GIVEN TEXT =>
● ● ●

Warning: there will be hugs
Peter Sharp describes himself as a “social artist”, but don’t let that put you off. In fact, chances are that you have seen his work. The video of people breaking into song on the subway in Perth. That was him. The blindfolded woman standing in central London in her underwear with a sign that read: “I’m standing for anyone who has struggled with an eating disorder or self-esteem issue like me … To support self-acceptance draw a heart on my body.” He was behind that. The photobooth in the middle of a city for strangers to get their picture taken together. That was him too.
Sharp, 26 and from Perth, is the founder of the Liberators and each time the group plans an event it posts clips in all the usual places for people to share. These videos have had countless views: the train sing-song alone got 23 million hits.
Sharp’s latest venture is the biggest the Liberators have ever undertaken. On 15 October, the group are conducting the World’s Biggest Eye Contact Experiment, in which 45,000 perfect strangers in more than 50 cities will get the chance to sit in a public place and stare at each other unflinchingly for a minute. If warm-up events are anything to go by, there will be tears and hugging. “I feel like this world is spiralling into self-absorption, isolation and disconnection,” Sharp says. “My work is about creating the basics of human experience and creating platforms for people to experience that.”

● ● ●

DATA =>
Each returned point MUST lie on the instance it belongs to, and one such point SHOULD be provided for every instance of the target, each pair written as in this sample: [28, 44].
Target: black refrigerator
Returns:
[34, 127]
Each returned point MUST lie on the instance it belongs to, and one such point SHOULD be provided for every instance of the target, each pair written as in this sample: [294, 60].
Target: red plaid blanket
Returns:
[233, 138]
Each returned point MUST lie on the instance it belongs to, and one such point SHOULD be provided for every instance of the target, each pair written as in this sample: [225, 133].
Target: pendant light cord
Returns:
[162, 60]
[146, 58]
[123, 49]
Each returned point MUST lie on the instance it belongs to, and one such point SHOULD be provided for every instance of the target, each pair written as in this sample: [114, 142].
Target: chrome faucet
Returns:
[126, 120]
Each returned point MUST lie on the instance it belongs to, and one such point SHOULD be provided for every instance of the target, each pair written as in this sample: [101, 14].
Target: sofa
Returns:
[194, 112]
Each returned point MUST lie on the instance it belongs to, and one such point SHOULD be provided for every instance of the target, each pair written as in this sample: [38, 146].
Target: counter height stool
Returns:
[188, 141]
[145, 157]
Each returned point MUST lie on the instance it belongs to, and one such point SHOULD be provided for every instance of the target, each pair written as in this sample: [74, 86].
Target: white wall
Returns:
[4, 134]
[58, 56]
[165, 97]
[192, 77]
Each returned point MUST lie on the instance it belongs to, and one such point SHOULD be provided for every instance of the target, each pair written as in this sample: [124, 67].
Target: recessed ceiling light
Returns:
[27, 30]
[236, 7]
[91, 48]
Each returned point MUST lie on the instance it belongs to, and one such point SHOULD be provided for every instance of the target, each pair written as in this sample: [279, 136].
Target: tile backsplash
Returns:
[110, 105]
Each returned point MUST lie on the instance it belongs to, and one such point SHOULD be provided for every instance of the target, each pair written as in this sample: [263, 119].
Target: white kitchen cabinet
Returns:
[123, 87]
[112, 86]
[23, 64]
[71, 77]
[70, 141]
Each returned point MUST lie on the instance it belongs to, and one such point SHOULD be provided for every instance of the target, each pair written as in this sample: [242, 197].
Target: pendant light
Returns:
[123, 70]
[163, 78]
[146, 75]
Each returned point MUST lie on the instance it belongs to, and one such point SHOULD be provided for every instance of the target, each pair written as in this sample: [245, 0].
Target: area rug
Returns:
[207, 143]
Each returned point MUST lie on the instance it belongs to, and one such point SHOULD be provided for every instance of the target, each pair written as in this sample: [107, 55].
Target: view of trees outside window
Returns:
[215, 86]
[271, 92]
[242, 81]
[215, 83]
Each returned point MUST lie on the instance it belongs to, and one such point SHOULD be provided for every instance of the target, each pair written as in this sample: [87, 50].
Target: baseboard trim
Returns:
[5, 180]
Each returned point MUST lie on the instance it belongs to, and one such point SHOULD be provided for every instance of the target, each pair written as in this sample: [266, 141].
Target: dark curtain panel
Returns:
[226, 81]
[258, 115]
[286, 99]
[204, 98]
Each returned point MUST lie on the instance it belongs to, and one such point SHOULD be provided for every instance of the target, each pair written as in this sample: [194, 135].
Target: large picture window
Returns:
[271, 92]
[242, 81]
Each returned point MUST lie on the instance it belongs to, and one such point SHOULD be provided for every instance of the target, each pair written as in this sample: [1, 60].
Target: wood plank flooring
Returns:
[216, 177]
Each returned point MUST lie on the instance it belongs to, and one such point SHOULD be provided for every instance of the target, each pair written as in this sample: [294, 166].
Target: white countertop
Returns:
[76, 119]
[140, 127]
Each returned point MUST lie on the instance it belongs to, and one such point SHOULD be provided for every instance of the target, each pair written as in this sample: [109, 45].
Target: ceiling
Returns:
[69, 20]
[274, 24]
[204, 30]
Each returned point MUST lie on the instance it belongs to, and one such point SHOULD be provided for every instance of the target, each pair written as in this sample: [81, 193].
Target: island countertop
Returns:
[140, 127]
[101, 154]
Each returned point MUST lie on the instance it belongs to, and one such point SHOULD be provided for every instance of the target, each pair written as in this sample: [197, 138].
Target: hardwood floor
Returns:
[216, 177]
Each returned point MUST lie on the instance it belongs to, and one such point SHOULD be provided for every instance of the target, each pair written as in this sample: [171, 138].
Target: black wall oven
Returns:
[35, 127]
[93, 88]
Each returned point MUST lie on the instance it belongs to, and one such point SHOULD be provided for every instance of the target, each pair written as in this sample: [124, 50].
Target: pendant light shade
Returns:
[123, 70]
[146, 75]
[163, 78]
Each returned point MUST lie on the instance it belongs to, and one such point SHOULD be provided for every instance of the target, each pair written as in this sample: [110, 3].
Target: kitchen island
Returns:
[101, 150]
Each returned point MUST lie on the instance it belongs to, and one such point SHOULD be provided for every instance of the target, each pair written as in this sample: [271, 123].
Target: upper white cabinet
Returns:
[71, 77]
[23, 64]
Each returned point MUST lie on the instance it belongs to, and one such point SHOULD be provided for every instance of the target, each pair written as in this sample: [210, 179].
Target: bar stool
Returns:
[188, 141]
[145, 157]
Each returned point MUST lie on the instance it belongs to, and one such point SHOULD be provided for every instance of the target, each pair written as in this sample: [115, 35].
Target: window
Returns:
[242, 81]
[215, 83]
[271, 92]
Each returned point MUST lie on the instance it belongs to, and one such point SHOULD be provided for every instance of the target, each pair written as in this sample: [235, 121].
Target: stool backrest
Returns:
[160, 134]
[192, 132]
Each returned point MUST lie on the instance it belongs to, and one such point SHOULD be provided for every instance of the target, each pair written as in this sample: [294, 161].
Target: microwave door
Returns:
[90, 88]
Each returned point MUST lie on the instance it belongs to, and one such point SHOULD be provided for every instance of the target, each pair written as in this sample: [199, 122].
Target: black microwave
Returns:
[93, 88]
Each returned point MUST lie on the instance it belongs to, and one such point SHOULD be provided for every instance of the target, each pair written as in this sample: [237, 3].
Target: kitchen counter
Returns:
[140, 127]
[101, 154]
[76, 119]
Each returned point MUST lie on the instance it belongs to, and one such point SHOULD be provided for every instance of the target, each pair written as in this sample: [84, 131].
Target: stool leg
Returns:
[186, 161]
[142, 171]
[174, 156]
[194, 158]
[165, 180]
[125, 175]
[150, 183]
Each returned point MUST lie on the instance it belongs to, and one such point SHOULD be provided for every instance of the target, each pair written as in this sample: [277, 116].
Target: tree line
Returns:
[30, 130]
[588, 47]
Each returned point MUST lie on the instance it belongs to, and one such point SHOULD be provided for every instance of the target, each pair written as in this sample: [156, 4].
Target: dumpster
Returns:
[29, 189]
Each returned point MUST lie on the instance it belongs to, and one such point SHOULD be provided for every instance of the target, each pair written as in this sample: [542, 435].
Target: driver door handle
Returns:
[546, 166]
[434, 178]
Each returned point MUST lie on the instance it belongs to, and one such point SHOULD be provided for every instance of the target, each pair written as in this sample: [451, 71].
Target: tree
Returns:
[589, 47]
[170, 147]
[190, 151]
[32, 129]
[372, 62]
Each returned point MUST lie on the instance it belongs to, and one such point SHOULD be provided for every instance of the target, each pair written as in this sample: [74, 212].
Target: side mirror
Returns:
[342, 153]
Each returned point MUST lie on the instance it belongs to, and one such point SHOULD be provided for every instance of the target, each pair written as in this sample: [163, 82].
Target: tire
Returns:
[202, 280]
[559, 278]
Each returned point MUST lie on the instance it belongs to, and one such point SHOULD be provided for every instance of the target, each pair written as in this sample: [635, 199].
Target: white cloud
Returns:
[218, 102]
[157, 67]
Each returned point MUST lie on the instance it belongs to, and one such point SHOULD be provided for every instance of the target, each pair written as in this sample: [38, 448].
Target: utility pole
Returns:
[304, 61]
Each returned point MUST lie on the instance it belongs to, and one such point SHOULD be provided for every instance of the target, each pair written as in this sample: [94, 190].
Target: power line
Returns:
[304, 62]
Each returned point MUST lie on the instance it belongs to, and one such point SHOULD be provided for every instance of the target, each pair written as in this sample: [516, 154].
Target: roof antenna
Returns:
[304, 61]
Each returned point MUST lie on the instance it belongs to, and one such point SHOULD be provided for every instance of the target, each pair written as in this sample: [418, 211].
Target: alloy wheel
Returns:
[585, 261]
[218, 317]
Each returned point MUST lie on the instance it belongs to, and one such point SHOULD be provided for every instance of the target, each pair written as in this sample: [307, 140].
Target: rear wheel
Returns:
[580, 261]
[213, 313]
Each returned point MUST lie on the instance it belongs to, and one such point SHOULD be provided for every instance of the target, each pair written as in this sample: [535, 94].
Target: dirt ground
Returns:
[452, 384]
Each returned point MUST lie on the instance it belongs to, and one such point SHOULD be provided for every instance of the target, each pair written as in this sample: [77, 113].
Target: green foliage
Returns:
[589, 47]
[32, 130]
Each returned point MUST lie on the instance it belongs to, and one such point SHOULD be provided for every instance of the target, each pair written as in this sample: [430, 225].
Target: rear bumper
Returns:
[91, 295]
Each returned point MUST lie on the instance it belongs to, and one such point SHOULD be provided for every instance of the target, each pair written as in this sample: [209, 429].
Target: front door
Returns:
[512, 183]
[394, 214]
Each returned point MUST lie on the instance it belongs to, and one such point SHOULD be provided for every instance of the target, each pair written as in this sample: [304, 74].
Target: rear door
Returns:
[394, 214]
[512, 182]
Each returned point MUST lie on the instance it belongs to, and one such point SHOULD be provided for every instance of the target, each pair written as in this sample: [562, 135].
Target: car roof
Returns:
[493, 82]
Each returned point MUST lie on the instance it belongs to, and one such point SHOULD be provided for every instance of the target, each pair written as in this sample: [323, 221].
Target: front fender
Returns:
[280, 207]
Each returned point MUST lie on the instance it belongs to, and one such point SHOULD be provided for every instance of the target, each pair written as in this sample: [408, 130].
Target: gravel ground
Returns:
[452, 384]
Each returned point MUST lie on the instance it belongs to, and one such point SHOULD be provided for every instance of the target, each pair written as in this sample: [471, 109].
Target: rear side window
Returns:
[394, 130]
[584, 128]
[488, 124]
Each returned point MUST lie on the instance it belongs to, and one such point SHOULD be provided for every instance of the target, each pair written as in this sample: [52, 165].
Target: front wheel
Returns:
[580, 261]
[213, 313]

● ● ●

THE TASK =>
Can you copy out the whole Liberators article above, word for word?

ANSWER SECTION =>
Warning: there will be hugs
Peter Sharp describes himself as a “social artist”, but don’t let that put you off. In fact, chances are that you have seen his work. The video of people breaking into song on the subway in Perth. That was him. The blindfolded woman standing in central London in her underwear with a sign that read: “I’m standing for anyone who has struggled with an eating disorder or self-esteem issue like me … To support self-acceptance draw a heart on my body.” He was behind that. The photobooth in the middle of a city for strangers to get their picture taken together. That was him too.
Sharp, 26 and from Perth, is the founder of the Liberators and each time the group plans an event it posts clips in all the usual places for people to share. These videos have had countless views: the train sing-song alone got 23 million hits.
Sharp’s latest venture is the biggest the Liberators have ever undertaken. On 15 October, the group are conducting the World’s Biggest Eye Contact Experiment, in which 45,000 perfect strangers in more than 50 cities will get the chance to sit in a public place and stare at each other unflinchingly for a minute. If warm-up events are anything to go by, there will be tears and hugging. “I feel like this world is spiralling into self-absorption, isolation and disconnection,” Sharp says. “My work is about creating the basics of human experience and creating platforms for people to experience that.”